Source
☆ ☆ ☆ ☆ ☆
It is defendants’ contention that had it not been for plaintiff’s subsequent injuries- he would be fully recovered and able to work, and as the subsequent injuries were the result of his own carelessness and negligence, no further payments ought to he demanded of them. Furthermore, that the testimony does not justify a continuance of them. The board made the following findings of fact:

“(3) After a careful consideration of all of the evidence in this case, the board finds as a fact that the original injuries of October 19,1914, described and set forth in the agreement for compensation between the parties heretofore referred to was the proximate and direct cause of the second injury to his right leg, which occurred during the month of March following, and likewise the proximate and direct cause of the injury to his said right leg occurring in July following.
*131“ (4) We further find as a fact that at the date of the hearing before this board the applicant was still suffering from and under disability because of and as a direct result of said original injuries set forth and described in said agreement in regard to compensation, and that the said applicant has not been guilty of wilful and intentional misconduct.
“(5) That the applicant is still suffering from the injury to his back and is under disability at the time of this hearing because thereof. That said injury to applicant’s back was not effected by the second fall which he sustained in the month of March, and was not effected by the third fall which he sustained during the month of July, following his original injuries.”
☆ ☆ ☆ ☆ ☆
Records provided
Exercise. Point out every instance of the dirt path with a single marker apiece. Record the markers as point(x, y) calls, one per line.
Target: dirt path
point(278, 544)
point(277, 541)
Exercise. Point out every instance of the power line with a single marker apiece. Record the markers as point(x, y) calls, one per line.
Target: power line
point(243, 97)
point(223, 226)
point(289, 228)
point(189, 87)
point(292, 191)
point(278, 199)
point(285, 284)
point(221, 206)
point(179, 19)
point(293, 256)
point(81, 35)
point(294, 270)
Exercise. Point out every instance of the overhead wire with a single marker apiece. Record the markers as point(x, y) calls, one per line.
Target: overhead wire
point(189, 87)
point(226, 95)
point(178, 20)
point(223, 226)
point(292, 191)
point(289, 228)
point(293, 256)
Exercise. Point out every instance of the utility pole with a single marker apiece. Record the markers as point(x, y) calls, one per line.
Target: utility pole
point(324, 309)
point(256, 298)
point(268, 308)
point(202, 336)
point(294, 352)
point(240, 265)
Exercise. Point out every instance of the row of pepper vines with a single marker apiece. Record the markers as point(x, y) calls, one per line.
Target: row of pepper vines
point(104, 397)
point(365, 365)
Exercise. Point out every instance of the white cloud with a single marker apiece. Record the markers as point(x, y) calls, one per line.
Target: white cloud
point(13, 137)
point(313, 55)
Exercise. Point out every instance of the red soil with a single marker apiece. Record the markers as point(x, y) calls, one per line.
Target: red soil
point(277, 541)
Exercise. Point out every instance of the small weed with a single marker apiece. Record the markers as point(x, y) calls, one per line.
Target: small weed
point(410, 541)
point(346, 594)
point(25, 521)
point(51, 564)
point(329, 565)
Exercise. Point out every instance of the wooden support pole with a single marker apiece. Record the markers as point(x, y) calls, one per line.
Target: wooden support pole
☆ ☆ ☆ ☆ ☆
Requirements
- a) How would you sum up the workers' compensation ruling in two sentences?
- b) Can you write the next part of the workers' compensation ruling, picking up after its final sentence?
The items come from a different source than the ruling.

Task-by-task outputs
- a) The defendants contend that the plaintiff would have fully recovered and been able to work but for later injuries caused by his own carelessness and negligence, so no further payments should be demanded of them. The board found that the original injuries of October 19, 1914, were the direct cause of the later injuries to his right leg in March and July, that he was still disabled by those original injuries and by a back injury the later falls did not affect, and that he had not been guilty of wilful and intentional misconduct.

- b)
It is quite, evident that had it not been for the initial injury plaintiff received he would not be obliged to go about on crutches. It does not appear that he was violating the order of his physician in doing so, nor does it appear that there was anything negligent, intentional, or wilful about the incurring of the subsequent injuries, but it does appear that they were simply mishaps, due to the fact that he was obliged to depend upon his crutches. But even if we concede that counsels’ position be the proper one as to the subsequent injuries, the testimony shows and the board finds that plaintiff is still suffering otherwise from the original injury. This proof alone would justify the determination of the board in continuing weekly payments.

The. conclusions of the board must be affirmed.

Kuhn, C. J., and Stone, Ostrander, Moore, Steere, Brooke, and Fellows, JJ., concurred.